- Passage présenté
Cette religion nouvelle, par ses thuriféraires interposés, engendre à son tour une guerre de religions que la laïcité fidèle à ses origines tentait précisément d’éviter. En effet, au nom de la défense de la liberté d’expression, elle promeut une nouvelle intolérance (des juristes ont dénoncé les restrictions aux droits des citoyens par les nouvelles lois) et surtout, par un déchaînement des passions, engendre provocation, contre-provocation et la descente en enfer pour la société. » Fin de citation.
Beaucoup de choses sont dites dans ce passage, mais pas tout.
S’agit-il réellement d’une mutation de la laïcité française ? En réalité, rien ne permet de le dire catégoriquement, tout au mieux peut-on parler de nouvelles formes et manifestations plus radicales de cette conception laïque. Il semble que les tendances anticléricales les plus véhémentes de la laïcité française aient été plus ou moins présentes depuis longtemps, trouvant l’opportunité de s’exprimer dès qu’une brèche politique le leur permettait.

- L'exercice
Poursuivez le passage sur la laïcité française à partir de l'endroit où il s'arrête. Les données ci-après proviennent d'une source différente.

- Extraits de données
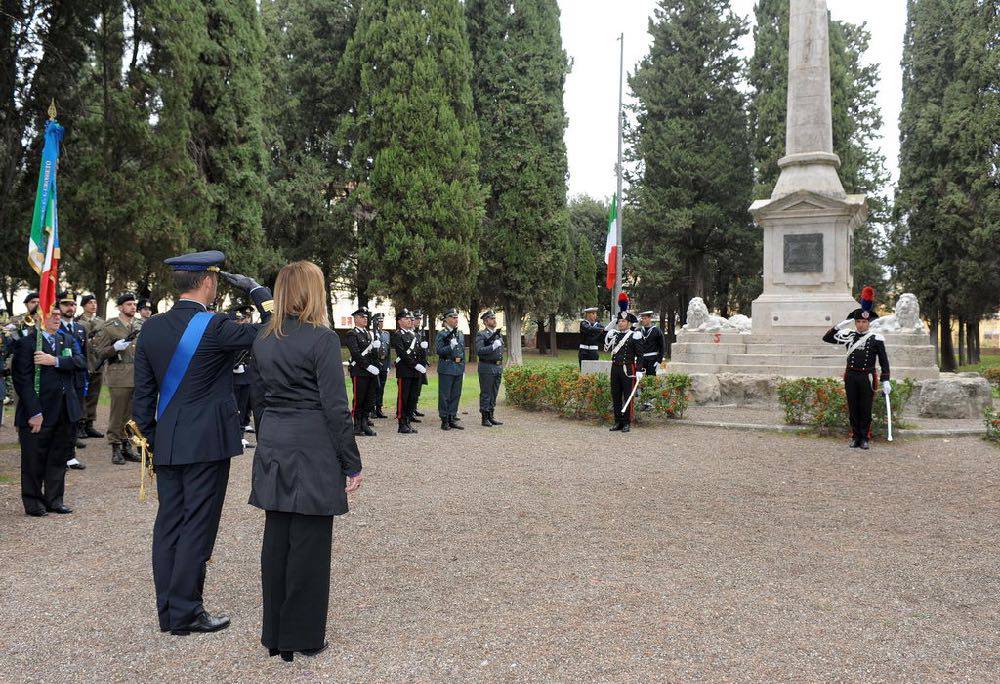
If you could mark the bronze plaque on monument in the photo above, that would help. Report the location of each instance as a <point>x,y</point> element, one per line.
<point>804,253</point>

...

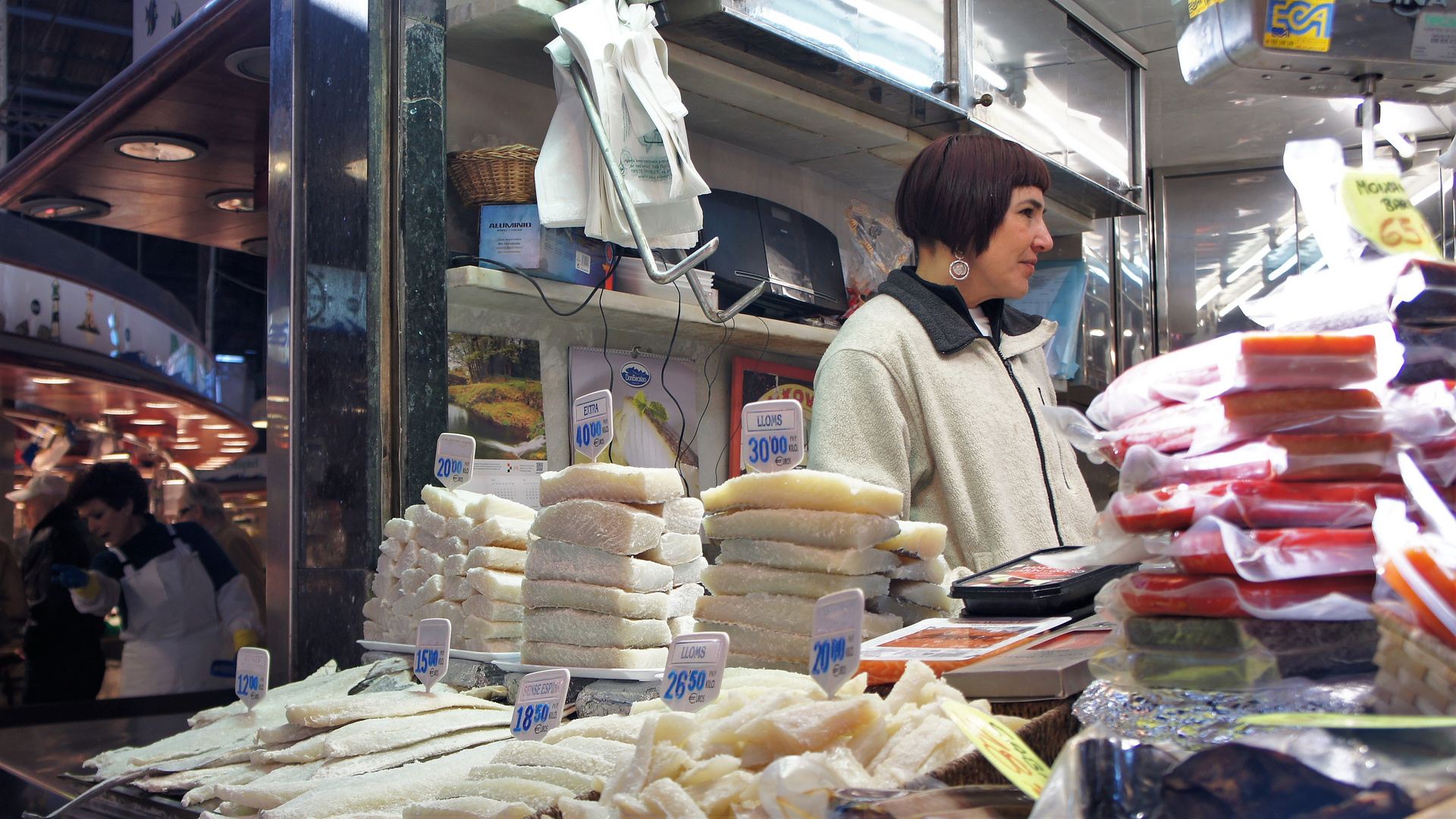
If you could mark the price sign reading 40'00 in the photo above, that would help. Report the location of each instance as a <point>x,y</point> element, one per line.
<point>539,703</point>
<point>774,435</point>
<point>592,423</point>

- Réponse au problème
C’est à l’évidence le cas en France et nous ne citerons que l’exemple de la médiatisation de l’affaire du foulard à Creil, micro-événement local propulsé en son temps au-devant de la scène médiatique et qui a depuis inauguré une funeste marche vers la diabolisation de la pratique religieuse musulmane en France.
A cette époque (1989), il n’était pas question d’attentats ou de terrorisme. Farhad Khosrokhavar se trompe donc : l’anticléricalisme français antimusulman n’est pas fondamentalement une réaction à la violence politique commise au nom de l’islam, il est une donnée récurrente d’une des tendances historiques et idéologiques les plus lourdes de la laïcité française.
Les appareils politiques n’attendent jamais que des événements se produisent pour dérouler le tapis sombre de leurs manœuvres politiciennes, en particulier s’agissant de la gestion relevant d’attributions politiques s’inscrivant dans la longue durée. Ils exploitent plutôt tout ce que l’actualité leur offre de disponibilité pour étayer et justifier ces manœuvres au travers d’un dispositif alternant soft power et hard power.
Pour le comprendre, penchons-nous sur les derniers épisodes politiques du dossier islam.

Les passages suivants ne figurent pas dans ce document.